Reproduce exactly the lines from the one containing "Task: point to each instance of the farmland" through the end of the entries, including both. Drop the pictures.
==== PROVIDED RECORDS ====
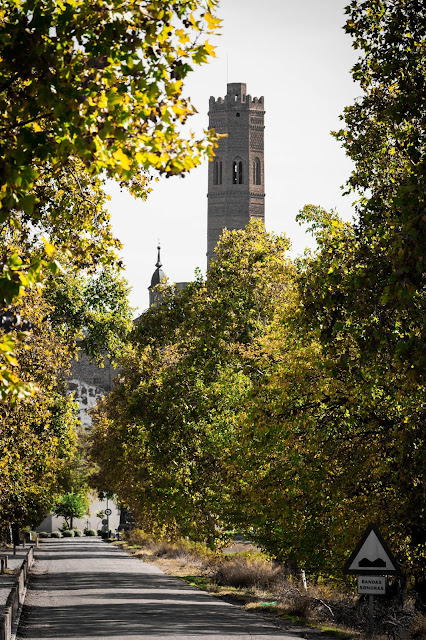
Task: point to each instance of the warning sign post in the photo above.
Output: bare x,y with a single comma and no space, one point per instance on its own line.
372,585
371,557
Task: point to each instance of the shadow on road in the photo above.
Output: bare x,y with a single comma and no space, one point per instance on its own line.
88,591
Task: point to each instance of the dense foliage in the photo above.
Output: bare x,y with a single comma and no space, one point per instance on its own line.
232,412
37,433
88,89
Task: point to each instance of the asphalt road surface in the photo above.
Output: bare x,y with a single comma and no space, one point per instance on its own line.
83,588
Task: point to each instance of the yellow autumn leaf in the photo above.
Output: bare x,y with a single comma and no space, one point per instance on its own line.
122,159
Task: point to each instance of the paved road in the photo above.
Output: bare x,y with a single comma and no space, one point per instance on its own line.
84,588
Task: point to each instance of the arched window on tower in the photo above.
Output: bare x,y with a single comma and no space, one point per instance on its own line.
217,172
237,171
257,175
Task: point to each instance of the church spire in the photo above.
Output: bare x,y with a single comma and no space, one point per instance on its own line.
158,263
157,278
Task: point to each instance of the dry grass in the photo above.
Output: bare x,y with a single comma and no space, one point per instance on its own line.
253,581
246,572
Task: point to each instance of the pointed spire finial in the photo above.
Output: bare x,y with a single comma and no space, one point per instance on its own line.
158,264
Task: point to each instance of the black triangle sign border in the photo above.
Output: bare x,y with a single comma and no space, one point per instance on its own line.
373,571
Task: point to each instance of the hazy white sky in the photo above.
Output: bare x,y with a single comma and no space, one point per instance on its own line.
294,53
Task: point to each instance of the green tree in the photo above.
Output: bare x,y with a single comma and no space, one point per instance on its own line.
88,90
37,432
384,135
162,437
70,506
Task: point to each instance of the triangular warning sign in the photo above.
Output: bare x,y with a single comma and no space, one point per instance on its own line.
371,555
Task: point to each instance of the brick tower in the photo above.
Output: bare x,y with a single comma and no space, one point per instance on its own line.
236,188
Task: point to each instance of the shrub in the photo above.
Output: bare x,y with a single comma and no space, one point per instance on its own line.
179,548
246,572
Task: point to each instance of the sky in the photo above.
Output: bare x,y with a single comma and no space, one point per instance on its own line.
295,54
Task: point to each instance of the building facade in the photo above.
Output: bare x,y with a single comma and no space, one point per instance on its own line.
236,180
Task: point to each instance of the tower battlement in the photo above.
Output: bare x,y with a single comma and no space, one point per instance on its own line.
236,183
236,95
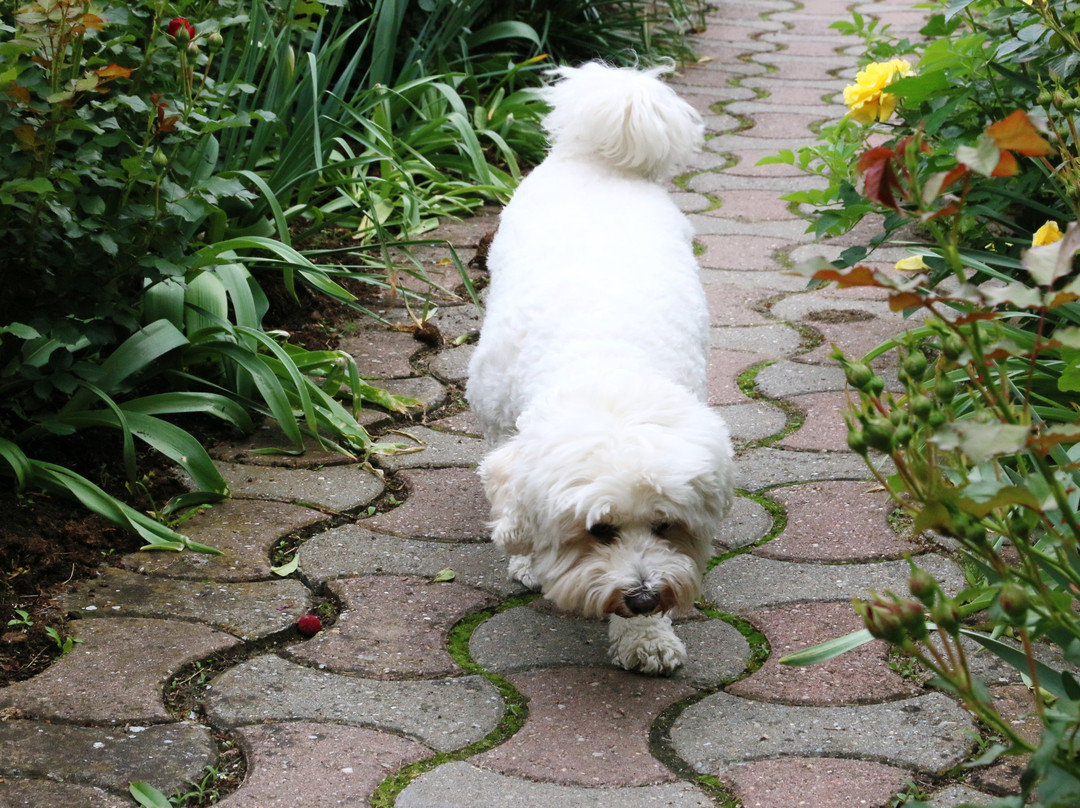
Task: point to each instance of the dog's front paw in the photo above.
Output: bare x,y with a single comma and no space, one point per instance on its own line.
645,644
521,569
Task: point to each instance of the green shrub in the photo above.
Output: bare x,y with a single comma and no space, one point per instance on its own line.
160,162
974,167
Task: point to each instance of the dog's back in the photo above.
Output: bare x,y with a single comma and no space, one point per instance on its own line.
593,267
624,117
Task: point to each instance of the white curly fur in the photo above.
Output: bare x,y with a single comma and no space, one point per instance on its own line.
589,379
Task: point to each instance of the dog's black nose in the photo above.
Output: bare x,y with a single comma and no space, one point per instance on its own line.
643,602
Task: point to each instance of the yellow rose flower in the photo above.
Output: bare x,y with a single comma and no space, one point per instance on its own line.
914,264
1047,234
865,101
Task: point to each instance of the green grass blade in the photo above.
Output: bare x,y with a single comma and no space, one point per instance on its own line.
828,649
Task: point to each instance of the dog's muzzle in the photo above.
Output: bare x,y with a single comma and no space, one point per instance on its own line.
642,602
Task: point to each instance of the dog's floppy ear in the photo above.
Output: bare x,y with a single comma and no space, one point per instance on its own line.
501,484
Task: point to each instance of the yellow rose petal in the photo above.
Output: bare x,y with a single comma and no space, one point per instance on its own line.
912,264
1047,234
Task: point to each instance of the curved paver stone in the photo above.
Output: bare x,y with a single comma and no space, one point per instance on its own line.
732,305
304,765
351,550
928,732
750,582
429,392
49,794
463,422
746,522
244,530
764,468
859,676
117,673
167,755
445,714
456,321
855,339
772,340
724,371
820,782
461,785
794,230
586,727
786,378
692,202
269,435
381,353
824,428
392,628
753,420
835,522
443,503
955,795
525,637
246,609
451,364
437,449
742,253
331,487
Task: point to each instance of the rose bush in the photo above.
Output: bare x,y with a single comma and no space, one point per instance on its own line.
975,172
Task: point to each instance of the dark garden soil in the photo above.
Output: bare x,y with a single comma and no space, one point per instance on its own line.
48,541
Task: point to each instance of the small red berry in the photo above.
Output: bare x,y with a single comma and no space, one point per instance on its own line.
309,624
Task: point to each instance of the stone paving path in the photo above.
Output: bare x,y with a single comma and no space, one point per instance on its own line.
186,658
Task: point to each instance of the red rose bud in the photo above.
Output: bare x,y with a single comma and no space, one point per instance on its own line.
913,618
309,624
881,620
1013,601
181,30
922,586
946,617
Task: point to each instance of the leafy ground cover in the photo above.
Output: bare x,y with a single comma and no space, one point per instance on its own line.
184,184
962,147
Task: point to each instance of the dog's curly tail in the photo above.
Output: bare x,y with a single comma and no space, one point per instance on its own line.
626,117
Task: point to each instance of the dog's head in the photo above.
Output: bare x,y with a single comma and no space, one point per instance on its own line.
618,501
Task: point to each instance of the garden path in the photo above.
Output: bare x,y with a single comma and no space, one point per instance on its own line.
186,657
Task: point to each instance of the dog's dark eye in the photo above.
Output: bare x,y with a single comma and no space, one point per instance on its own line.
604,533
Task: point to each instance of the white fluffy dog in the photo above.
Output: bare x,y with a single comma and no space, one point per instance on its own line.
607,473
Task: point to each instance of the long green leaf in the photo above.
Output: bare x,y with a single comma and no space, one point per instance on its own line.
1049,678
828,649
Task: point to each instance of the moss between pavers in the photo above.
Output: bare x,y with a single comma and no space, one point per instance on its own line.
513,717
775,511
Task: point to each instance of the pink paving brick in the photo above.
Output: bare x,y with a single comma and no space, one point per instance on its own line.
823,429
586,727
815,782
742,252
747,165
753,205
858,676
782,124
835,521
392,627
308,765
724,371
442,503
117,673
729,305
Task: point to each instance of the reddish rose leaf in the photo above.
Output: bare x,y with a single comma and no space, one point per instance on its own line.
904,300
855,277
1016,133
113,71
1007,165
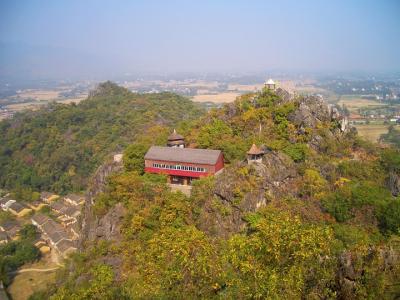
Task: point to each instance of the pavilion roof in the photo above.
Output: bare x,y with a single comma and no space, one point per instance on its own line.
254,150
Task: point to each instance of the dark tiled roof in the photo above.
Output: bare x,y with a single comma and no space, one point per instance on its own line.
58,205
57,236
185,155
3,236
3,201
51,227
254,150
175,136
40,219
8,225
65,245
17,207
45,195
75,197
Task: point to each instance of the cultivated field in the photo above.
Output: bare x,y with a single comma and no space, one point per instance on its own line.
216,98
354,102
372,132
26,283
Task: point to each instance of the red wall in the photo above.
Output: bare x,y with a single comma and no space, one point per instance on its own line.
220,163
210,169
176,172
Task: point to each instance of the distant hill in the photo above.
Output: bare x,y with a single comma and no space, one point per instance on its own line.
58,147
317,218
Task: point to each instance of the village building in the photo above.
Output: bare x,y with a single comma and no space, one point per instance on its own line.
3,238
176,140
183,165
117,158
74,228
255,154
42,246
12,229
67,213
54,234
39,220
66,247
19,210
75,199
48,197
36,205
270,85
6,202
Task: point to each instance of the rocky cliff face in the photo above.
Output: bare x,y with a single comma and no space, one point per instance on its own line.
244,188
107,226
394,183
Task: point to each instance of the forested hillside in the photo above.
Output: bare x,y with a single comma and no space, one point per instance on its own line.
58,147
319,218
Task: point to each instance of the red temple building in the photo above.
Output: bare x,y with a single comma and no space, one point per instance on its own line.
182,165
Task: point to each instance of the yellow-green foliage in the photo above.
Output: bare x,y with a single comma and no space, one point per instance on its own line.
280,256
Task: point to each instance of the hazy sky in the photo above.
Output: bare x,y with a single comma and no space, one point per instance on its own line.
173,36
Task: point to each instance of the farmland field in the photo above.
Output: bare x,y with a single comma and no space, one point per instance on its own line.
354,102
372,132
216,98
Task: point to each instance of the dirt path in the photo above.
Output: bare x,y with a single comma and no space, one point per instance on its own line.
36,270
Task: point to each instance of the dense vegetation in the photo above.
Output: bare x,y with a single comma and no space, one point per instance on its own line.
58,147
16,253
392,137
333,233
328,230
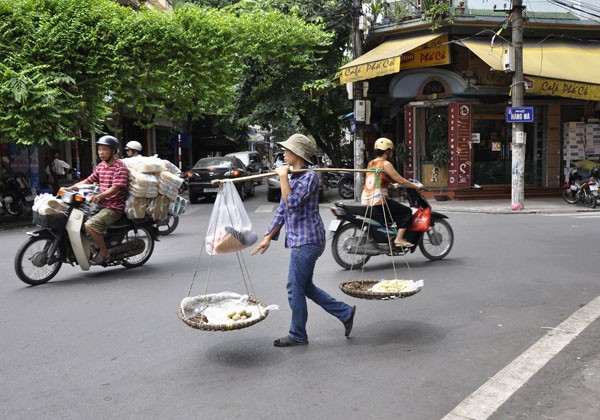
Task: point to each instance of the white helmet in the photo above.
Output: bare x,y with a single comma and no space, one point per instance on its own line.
====
# [ANSWER TO THE PROBLEM]
Task: point to each instance of the farmland field in the photo above.
Output: bare x,y with a single comma and no space, one point per instance on its own line.
354,102
372,132
216,98
Task: point to each instance of the dirt path in the photo above.
Output: bare x,y with a single comma and no space, one point per instance on its own line.
36,270
Task: point to each instance of the dense vegetation in the photo above.
Output: bare x,y with a single comma and no space, one point per instance on its own line.
58,147
16,253
392,137
333,233
328,230
Task: point to each instance of the white helmet in the photo above.
Output: bare x,y with a single comma and no space, one point per instance on its own line.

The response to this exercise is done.